■ EXERCISE TASK: Pick out every line of the records below that contains the string "boot" and copy each such line in full.

■ AVAILABLE DATA:

┌──

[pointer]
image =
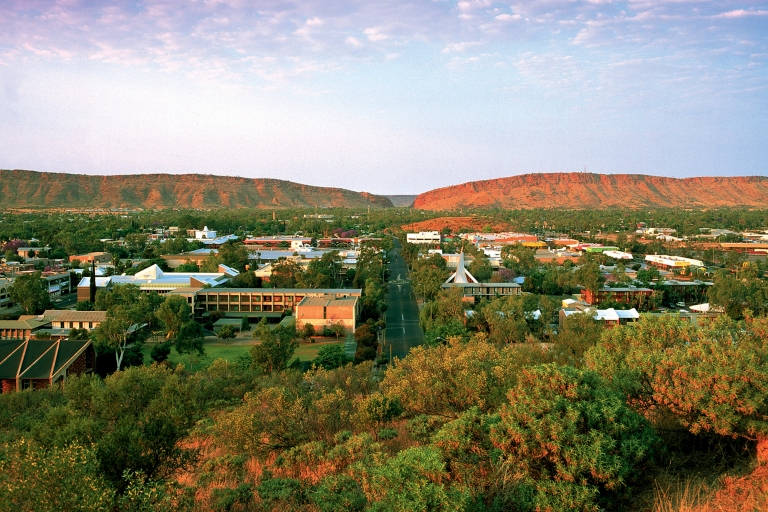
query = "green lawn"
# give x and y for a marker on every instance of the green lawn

└──
┌──

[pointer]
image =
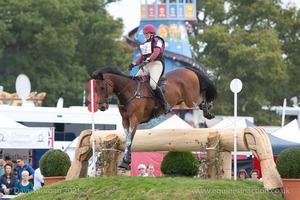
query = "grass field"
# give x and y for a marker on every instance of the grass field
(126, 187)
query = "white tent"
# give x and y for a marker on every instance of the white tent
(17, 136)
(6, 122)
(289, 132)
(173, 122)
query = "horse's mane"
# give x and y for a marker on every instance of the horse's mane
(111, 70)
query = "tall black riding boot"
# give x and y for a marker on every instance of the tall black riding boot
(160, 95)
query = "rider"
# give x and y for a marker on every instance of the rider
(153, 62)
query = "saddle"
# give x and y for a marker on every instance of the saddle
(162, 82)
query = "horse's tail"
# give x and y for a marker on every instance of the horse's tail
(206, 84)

└──

■ TASK SOLUTION:
query = "tall black riding boot"
# give x and y for a marker on every instance of the tall black riding boot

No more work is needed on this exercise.